**WHAT YOU WILL DO**
Are you able to retype all the records below exactly?

**ENTRIES PROVIDED**
════════════════════

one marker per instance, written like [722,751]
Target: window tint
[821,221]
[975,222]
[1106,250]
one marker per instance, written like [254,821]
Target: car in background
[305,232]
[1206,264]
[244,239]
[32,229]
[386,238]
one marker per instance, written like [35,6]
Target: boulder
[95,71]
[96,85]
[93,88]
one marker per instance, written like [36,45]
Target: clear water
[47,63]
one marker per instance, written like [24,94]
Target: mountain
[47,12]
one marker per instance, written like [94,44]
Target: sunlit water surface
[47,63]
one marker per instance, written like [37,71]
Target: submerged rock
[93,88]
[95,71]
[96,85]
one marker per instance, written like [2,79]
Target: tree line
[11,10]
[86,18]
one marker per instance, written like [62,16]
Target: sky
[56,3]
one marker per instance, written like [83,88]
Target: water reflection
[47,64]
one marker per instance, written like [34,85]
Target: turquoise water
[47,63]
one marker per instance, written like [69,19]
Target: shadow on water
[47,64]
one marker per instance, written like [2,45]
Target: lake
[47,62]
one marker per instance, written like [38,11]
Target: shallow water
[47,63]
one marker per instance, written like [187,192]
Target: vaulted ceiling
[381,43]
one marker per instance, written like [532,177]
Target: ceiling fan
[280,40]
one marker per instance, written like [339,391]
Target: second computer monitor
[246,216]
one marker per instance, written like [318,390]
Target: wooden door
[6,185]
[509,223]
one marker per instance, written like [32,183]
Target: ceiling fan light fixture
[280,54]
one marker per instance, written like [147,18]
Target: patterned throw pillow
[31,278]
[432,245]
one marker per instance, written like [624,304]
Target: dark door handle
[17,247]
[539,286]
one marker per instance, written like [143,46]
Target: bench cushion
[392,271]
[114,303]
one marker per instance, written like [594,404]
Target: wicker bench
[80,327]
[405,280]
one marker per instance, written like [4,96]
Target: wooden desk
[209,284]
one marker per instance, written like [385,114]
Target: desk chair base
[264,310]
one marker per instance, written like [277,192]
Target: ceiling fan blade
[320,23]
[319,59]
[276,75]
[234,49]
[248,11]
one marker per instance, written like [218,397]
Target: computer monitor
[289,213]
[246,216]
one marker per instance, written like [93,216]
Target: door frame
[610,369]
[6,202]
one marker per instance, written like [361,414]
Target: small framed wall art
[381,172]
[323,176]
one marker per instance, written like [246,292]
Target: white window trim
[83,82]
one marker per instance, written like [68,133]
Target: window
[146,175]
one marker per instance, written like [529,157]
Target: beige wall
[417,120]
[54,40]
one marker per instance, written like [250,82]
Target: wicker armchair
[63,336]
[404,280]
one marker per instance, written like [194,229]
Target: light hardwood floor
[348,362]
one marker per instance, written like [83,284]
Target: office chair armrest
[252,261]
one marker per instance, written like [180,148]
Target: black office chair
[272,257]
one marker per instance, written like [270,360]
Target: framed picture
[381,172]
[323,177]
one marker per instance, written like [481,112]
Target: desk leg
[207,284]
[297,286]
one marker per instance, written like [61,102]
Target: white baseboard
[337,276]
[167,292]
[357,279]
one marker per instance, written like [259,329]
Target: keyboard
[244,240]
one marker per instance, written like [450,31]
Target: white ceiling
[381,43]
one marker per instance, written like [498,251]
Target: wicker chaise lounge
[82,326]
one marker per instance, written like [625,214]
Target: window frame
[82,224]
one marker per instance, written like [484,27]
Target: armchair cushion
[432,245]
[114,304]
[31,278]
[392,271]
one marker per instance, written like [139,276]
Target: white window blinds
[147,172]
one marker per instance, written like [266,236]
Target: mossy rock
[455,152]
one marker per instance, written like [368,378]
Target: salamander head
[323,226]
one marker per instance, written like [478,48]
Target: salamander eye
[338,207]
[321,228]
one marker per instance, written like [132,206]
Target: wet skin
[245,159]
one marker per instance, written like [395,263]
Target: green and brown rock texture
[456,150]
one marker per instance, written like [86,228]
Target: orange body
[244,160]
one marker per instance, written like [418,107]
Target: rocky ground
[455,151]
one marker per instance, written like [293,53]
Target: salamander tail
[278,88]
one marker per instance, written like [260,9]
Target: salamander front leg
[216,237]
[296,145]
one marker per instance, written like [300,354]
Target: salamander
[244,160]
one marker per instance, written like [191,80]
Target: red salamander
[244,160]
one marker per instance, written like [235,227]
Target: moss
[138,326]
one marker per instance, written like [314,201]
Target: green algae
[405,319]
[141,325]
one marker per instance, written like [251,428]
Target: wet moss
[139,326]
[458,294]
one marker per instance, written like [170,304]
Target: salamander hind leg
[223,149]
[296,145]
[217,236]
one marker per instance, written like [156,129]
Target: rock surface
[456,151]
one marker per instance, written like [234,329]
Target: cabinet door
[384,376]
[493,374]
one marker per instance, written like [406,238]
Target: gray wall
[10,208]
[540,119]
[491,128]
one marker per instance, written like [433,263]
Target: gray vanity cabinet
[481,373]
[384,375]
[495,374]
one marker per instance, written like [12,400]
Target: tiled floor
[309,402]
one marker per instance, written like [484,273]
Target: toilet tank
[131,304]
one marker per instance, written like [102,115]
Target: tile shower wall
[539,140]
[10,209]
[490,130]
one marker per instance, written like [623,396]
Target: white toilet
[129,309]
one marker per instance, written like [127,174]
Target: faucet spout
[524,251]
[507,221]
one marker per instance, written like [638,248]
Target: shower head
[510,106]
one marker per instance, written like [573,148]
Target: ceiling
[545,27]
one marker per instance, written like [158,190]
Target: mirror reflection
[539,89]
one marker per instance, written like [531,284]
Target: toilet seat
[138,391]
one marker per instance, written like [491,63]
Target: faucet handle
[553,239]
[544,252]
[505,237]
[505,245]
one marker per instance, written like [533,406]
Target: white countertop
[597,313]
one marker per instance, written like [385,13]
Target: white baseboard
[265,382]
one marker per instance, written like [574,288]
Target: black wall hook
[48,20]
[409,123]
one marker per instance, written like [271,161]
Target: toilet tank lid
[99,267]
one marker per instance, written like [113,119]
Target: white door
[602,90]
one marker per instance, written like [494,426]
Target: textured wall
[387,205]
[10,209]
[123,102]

════════════════════

**FINISHED EXERCISE**
one marker per instance, written like [722,751]
Target: window tint
[821,221]
[975,222]
[1106,250]
one marker per instance, written like [254,821]
Target: car in background
[305,232]
[1206,264]
[244,239]
[32,229]
[386,238]
one marker per instance, written like [35,6]
Target: boulder
[95,71]
[96,85]
[93,88]
one marker per instance, written like [36,45]
Target: clear water
[47,63]
one marker per instance, written like [24,94]
Target: mountain
[47,12]
one marker per instance, written like [94,44]
Target: sunlit water surface
[47,63]
one marker per instance, written like [37,71]
Target: submerged rock
[93,88]
[95,71]
[96,85]
one marker per instance, written like [2,79]
Target: tree line
[11,10]
[86,18]
one marker per instance, written like [62,16]
Target: sky
[56,3]
one marker per instance, written like [83,88]
Target: water reflection
[47,64]
one marker per instance, written like [34,85]
Target: turquoise water
[47,63]
one marker per instance, written like [69,19]
Target: shadow on water
[47,64]
one marker per instance, written like [2,45]
Target: lake
[47,62]
one marker per instance, written like [38,11]
Target: shallow water
[47,63]
one marker per instance, written like [187,192]
Target: vaulted ceiling
[381,43]
one marker per instance, written like [532,177]
Target: ceiling fan
[280,40]
one marker per instance, written like [339,391]
Target: second computer monitor
[246,216]
one marker per instance, written like [318,390]
Target: wooden door
[6,185]
[509,223]
one marker per instance, written like [32,183]
Target: ceiling fan light fixture
[280,54]
one marker per instance, written like [147,18]
Target: patterned throw pillow
[31,278]
[432,245]
one marker per instance, written like [624,304]
Target: dark door handle
[17,247]
[539,286]
one marker per instance, written like [143,46]
Target: bench cushion
[392,271]
[114,303]
one marker per instance, written like [594,404]
Target: wicker bench
[80,327]
[405,280]
one marker per instance, written like [4,96]
Target: wooden desk
[209,284]
one marker per instance, written like [385,114]
Target: desk chair base
[264,310]
one marker per instance, written like [277,192]
Target: ceiling fan blade
[320,23]
[319,59]
[276,75]
[234,49]
[248,11]
one marker per instance, written like [218,397]
Target: computer monitor
[289,213]
[246,216]
one marker per instance, written like [93,216]
Target: door frame
[610,369]
[6,202]
one marker per instance, written like [361,414]
Target: small framed wall art
[381,172]
[323,176]
one marker per instance, written like [246,292]
Target: white window trim
[83,82]
one marker per instance, written like [68,133]
Target: window
[146,175]
one marker per instance, written like [529,157]
Target: beige wall
[417,120]
[54,40]
one marker per instance, written like [250,82]
Target: wicker armchair
[63,336]
[404,280]
one marker per instance, written like [194,229]
Target: light hardwood floor
[348,362]
one marker per instance, written like [83,284]
Target: office chair armrest
[252,261]
one marker per instance, written like [180,148]
Target: black office chair
[272,257]
one marker per instance, written like [270,360]
Target: framed picture
[381,172]
[323,177]
one marker per instance, written like [481,112]
Target: desk leg
[207,284]
[297,286]
one marker per instance, written like [61,102]
Target: white baseboard
[337,276]
[167,292]
[357,279]
one marker per instance, written like [259,329]
Target: keyboard
[244,240]
one marker per instance, written like [450,31]
Target: white ceiling
[381,43]
one marker per instance, written like [498,251]
Target: wicker chaise lounge
[82,326]
one marker per instance, written like [625,214]
Target: window frame
[82,224]
one marker per instance, written like [484,27]
Target: armchair cushion
[432,245]
[114,304]
[31,278]
[392,271]
one marker per instance, written like [139,276]
Target: white window blinds
[147,172]
one marker per instance, written like [266,236]
Target: mossy rock
[455,152]
one marker per instance, written like [368,378]
Target: salamander head
[323,226]
one marker per instance, written like [478,48]
Target: salamander eye
[338,207]
[321,228]
one marker per instance, written like [132,206]
Target: wet skin
[245,159]
one marker per instance, written like [395,263]
Target: green and brown rock texture
[456,150]
one marker per instance, written like [86,228]
Target: orange body
[244,160]
one marker per instance, written like [418,107]
Target: rocky ground
[455,151]
one marker per instance, written like [293,53]
Target: salamander tail
[278,88]
one marker per instance, written like [260,9]
Target: salamander front leg
[216,237]
[296,145]
one marker per instance, written like [300,354]
Target: salamander
[244,160]
one marker per instance, written like [191,80]
Target: red salamander
[244,160]
one marker per instance, written like [235,227]
Target: moss
[138,326]
one marker per instance, written like [314,201]
Target: green algae
[405,319]
[141,325]
one marker per instance, written like [251,428]
Target: wet moss
[139,326]
[458,294]
one marker per instance, written like [170,304]
Target: salamander hind leg
[223,149]
[296,145]
[217,236]
one marker per instance, written like [156,129]
Target: rock surface
[456,151]
one marker per instance, written like [234,329]
Target: cabinet door
[384,376]
[493,374]
one marker per instance, written like [406,238]
Target: gray wall
[10,208]
[540,119]
[491,128]
one marker per instance, written like [433,263]
Target: gray vanity cabinet
[481,373]
[384,375]
[495,374]
one marker per instance, written like [12,400]
Target: tiled floor
[309,402]
one marker per instance, written like [484,273]
Target: toilet tank
[131,304]
one marker per instance, written like [102,115]
Target: tile shower wall
[539,140]
[10,209]
[490,130]
one marker per instance, written like [623,396]
Target: white toilet
[129,309]
one marker per instance, written like [127,174]
Target: faucet spout
[524,251]
[507,221]
one marker per instance, written like [638,248]
Target: shower head
[510,106]
one marker per instance, written like [573,148]
Target: ceiling
[545,27]
one marker per instance, written like [158,190]
Target: mirror reflection
[539,89]
one marker per instance, written like [531,284]
Target: toilet seat
[138,391]
one marker per instance, written like [491,63]
Target: faucet handle
[553,239]
[544,252]
[505,237]
[505,245]
one marker per instance, written like [533,406]
Target: white countertop
[597,313]
one marker per instance, written like [385,13]
Target: white baseboard
[265,382]
one marker per instance, written like [574,288]
Target: black wall hook
[48,20]
[409,123]
one marker per instance, written like [271,161]
Target: toilet tank lid
[99,267]
one marker per instance, written like [113,119]
Target: white door
[602,90]
one marker per instance, written like [494,426]
Target: textured wall
[387,205]
[10,209]
[123,102]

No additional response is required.